WRITTEN PROBLEM:
Repeat the data verbatim.

(Records of labeled points)
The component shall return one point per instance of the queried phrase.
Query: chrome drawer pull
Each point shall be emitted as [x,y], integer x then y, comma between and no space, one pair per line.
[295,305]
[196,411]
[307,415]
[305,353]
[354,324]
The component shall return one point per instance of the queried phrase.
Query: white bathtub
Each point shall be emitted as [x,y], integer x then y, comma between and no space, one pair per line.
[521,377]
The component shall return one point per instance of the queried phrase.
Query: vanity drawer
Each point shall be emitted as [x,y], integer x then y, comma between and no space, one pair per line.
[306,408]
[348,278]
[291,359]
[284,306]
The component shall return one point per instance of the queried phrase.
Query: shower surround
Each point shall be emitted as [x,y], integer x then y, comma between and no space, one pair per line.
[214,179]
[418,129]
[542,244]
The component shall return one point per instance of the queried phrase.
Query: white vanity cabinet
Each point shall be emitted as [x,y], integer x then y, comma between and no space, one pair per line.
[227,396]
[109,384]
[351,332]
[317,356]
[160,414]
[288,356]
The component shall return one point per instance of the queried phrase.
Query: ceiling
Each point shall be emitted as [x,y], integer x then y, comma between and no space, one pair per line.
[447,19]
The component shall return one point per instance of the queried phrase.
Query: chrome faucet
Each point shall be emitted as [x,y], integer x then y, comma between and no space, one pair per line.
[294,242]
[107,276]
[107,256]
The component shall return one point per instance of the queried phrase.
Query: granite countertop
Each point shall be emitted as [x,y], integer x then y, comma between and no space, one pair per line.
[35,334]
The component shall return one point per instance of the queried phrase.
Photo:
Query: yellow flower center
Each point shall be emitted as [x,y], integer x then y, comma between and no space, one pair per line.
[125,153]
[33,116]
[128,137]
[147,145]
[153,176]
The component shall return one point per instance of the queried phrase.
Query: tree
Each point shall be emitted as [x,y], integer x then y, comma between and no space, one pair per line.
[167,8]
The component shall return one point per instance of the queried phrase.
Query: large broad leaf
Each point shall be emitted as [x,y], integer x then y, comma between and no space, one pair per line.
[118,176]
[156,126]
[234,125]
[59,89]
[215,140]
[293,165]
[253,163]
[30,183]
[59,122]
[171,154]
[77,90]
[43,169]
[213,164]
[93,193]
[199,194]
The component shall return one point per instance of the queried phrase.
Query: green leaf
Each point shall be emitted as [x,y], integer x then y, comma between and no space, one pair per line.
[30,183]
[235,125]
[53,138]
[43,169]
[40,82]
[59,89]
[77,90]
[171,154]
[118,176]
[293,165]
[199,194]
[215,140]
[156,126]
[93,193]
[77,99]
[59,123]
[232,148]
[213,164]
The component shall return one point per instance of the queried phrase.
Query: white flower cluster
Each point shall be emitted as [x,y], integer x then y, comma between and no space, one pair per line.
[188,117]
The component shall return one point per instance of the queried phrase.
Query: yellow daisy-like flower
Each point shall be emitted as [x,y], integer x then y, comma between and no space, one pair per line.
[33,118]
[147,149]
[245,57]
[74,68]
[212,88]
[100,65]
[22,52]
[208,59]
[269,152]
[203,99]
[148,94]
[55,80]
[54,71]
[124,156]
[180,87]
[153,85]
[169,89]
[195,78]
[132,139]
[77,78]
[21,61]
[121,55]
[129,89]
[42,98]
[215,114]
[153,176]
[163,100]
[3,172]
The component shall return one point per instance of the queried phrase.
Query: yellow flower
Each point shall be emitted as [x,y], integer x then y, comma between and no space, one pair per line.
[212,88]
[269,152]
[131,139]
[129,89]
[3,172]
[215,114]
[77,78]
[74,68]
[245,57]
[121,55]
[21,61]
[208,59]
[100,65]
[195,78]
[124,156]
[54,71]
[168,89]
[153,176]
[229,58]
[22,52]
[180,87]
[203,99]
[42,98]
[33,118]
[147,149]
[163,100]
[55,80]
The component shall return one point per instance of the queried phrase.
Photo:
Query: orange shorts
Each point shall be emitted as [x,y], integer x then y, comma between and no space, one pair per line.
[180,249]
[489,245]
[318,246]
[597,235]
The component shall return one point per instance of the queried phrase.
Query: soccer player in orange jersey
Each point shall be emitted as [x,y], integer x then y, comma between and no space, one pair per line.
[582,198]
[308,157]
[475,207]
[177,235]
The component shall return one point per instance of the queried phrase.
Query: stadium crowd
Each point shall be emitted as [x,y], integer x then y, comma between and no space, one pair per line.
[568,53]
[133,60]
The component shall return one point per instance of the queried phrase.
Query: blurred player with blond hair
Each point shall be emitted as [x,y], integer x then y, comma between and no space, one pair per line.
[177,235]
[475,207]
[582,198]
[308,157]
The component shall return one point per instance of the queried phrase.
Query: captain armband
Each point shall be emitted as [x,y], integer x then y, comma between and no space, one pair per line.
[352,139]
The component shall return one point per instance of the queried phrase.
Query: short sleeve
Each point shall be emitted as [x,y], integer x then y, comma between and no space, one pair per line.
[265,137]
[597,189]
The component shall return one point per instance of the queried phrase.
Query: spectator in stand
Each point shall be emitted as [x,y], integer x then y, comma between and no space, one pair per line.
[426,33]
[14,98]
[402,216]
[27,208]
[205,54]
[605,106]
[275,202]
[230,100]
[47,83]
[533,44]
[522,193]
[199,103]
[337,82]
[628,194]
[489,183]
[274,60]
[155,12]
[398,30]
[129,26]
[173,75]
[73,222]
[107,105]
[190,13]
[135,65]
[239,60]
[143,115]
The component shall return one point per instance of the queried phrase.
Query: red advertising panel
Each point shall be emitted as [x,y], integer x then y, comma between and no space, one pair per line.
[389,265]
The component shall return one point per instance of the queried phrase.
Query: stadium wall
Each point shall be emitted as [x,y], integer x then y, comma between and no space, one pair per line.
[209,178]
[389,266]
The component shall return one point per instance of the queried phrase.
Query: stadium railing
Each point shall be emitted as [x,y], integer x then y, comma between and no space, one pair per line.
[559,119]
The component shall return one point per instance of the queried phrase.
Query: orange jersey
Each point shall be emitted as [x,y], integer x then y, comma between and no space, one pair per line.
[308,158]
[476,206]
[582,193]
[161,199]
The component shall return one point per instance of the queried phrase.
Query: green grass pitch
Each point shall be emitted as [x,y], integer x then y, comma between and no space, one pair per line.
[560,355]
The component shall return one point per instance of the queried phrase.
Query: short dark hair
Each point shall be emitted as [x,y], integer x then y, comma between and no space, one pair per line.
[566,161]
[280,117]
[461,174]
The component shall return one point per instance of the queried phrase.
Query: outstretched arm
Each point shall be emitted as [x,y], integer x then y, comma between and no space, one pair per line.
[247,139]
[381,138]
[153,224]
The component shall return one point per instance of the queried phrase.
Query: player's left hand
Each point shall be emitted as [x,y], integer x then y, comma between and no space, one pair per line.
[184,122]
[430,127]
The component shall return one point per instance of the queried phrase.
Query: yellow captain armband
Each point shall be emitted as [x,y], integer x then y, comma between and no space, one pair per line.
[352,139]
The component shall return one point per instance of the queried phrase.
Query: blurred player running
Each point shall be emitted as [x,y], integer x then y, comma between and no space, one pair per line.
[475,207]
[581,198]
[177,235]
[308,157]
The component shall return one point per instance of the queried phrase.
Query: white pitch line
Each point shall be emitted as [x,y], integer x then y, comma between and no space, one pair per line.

RESPONSE TO THIS TASK:
The component shall return one point per instance of the queried phrase.
Query: chrome drawer pull
Each point shall be emitted as [x,y], integer x then y, comma between and no space, one pair per line.
[295,305]
[196,411]
[307,415]
[305,353]
[354,324]
The component shall return one point per instance of the queried phrase.
Query: white bathtub
Each point shall be emitted as [x,y], integer x then y, comma between and no space, one pair per line.
[521,377]
The component shall return one point per instance of the queried phrase.
Query: vanity drawer
Each point shall be emitted as [x,y], integer x then y, comma between and no space, one pair per line.
[306,408]
[348,278]
[291,359]
[284,306]
The component shall return one point per instance of the queried phrase.
Query: shower surround
Each point shall be emitted as [x,y], integer x then y, comma between and no space, one pair per line.
[214,179]
[418,129]
[542,244]
The component shall return one point per instance of the queried phrase.
Query: white vanity cabinet
Each point shall be emitted as [x,y], integer x then y, comma between and no space, one pair per line.
[227,396]
[109,384]
[351,332]
[317,356]
[160,414]
[288,356]
The component shall return one point per instance of the queried phrase.
Query: ceiling
Each point shall be emitted as [x,y], integer x then y, comma between and no space, one pair per line.
[447,19]
The component shall return one point per instance of the queried phrase.
Query: chrome faucet
Each point shall be emitted as [x,y], integer x then y, comma between and no space, one pair per line.
[294,242]
[107,276]
[107,256]
The component shall return one point per instance of the queried phrase.
Query: granite countertop
Each point shall be emitted as [x,y], integer x then y, comma between and no space, one pair per line.
[35,334]
The component shall return one point per instance of the queried phrase.
Photo:
Query: yellow flower center
Each point shall be emitted as [x,y], integer x then y, comma between and no space, one pair per line.
[125,153]
[33,116]
[128,137]
[147,145]
[153,176]
The component shall return one point per instance of the queried phrase.
Query: tree
Each point shall be emitted as [x,y], integer x then y, comma between and no space, one pair per line.
[167,8]
The component shall return one point per instance of the queried phrase.
Query: large broad leaf
Each point shall be emitted as [x,y], integer x then y, comma between and no space, one pair per line.
[118,176]
[156,126]
[234,125]
[59,89]
[215,140]
[293,165]
[253,163]
[30,183]
[59,122]
[171,154]
[77,90]
[43,169]
[213,164]
[93,193]
[199,194]
The component shall return one point per instance of the queried phrase.
Query: green leaf
Each point shall be emitted as [x,y], integer x then y, comma between and no space, one pair per line.
[30,183]
[235,125]
[53,138]
[43,169]
[40,82]
[59,89]
[77,90]
[171,154]
[118,176]
[293,165]
[199,194]
[215,140]
[156,126]
[93,193]
[77,99]
[59,123]
[232,148]
[213,164]
The component shall return one point per instance of the queried phrase.
Query: white flower cluster
Each point shall be emitted as [x,y], integer x then y, comma between and no space, one pair per line.
[188,117]
The component shall return one point per instance of the queried phrase.
Query: yellow daisy-like flower
Each point shall be emitted as [x,y], integer x then y, comma between and no space, one pair per line.
[33,118]
[147,149]
[245,57]
[74,68]
[212,88]
[100,65]
[22,52]
[208,59]
[269,152]
[203,99]
[148,94]
[55,80]
[54,71]
[124,156]
[180,87]
[153,85]
[169,89]
[195,78]
[132,139]
[77,78]
[21,61]
[121,55]
[129,89]
[42,98]
[215,114]
[153,176]
[163,100]
[3,172]
The component shall return one point per instance of the queried phrase.
Query: yellow flower
Each point shall be emitted as [x,y], integer x then y, comma between and no space, one pair per line.
[212,88]
[269,152]
[131,139]
[129,89]
[3,172]
[215,114]
[77,78]
[74,68]
[245,57]
[121,55]
[21,61]
[208,59]
[100,65]
[195,78]
[124,156]
[54,71]
[168,89]
[153,176]
[229,58]
[22,52]
[180,87]
[203,99]
[42,98]
[33,118]
[147,149]
[163,100]
[55,80]
The component shall return one point per instance of the queried phrase.
Photo:
Query: orange shorts
Each point shall be emitted as [x,y], integer x then y, comma between and no space, one pair per line.
[180,249]
[489,245]
[318,246]
[597,235]
The component shall return one point per instance of the queried phrase.
Query: soccer player in orange jersey
Each point shall be emitted as [x,y], integer x then y, comma between and no space, one pair per line.
[582,198]
[308,157]
[475,207]
[177,235]
The component shall return one point per instance of the queried phrase.
Query: stadium crowd
Each point shall be emitted as [x,y], integer x then y, comma between and no space, one pair per line.
[568,53]
[133,60]
The component shall return one point per instance of the queried phrase.
Query: blurred player with blond hair
Each point shall be emitted as [x,y], integer x then y, comma between and no space, one pair per line.
[177,235]
[475,207]
[582,198]
[308,157]
The component shall return one point per instance of the queried phrase.
Query: captain armband
Each point shall be emitted as [x,y], integer x then y, comma between and no space, one pair per line.
[352,139]
The component shall return one point per instance of the queried phrase.
Query: short sleeve
Each point shall be emitted as [x,y], integer x then y, comma between and no space, one pair per line.
[265,137]
[597,189]
The component shall return one point per instance of the queried phrase.
Query: spectator in stand
Each point shall be emitted as [x,y], integer x then y, comma between and no space, one pair per line.
[426,33]
[14,98]
[402,216]
[27,208]
[205,54]
[605,106]
[275,202]
[230,100]
[47,83]
[533,44]
[522,193]
[199,103]
[337,82]
[628,194]
[489,183]
[274,60]
[155,12]
[398,30]
[129,26]
[173,75]
[73,222]
[107,105]
[190,13]
[135,65]
[239,60]
[143,115]
The component shall return one point per instance of the queried phrase.
Query: red advertising panel
Each point shall be emitted as [x,y], integer x then y, comma between and no space, one pair per line.
[389,265]
The component shall return one point per instance of the queried phrase.
Query: stadium wall
Each point shall be emitted as [x,y], integer x then y, comma between and no space, one pair per line.
[209,178]
[389,266]
The component shall return one point per instance of the queried phrase.
Query: stadium railing
Each point shall be emitted as [x,y], integer x then y, comma between and no space, one pair per line.
[559,119]
The component shall return one point per instance of the queried phrase.
Query: orange jersey
Each point shall be emitted as [x,y], integer x then y, comma between and no space, one pair per line.
[308,158]
[476,206]
[582,193]
[161,199]
The component shall return one point per instance of the queried phrase.
Query: green grass pitch
Each point shall be emitted as [x,y], integer x then y, comma between and no space, one pair per line.
[560,355]
The component shall return one point per instance of the queried phrase.
Query: short dark hair
Each point shall be emitted as [x,y], integer x then y, comma between and no space, one pair per line.
[566,161]
[280,117]
[461,174]
The component shall return one point per instance of the queried phrase.
Query: outstretched arm
Each point shall be emitted as [x,y], integer x then y, comma between and no space, one pair per line.
[247,139]
[381,138]
[153,224]
The component shall return one point per instance of the queried phrase.
Query: player's left hand
Each point shall be emitted as [x,y], integer x then y, comma between and no space, one pair per line.
[184,122]
[430,127]
The component shall return one point per instance of the queried phrase.
Query: yellow captain armband
Each point shall be emitted as [x,y], integer x then y, comma between and no space, one pair per line.
[352,139]
The component shall return one point per instance of the queried phrase.
Query: blurred player running
Each point shall be emitted as [x,y], integer x then y, comma between and no space, one pair per line.
[475,207]
[581,198]
[177,235]
[308,157]
The component shall return one point per instance of the queried phrase.
Query: white pitch line
Each point shall be emitted as [x,y], integer x then y, comma between and no space, one pair per line.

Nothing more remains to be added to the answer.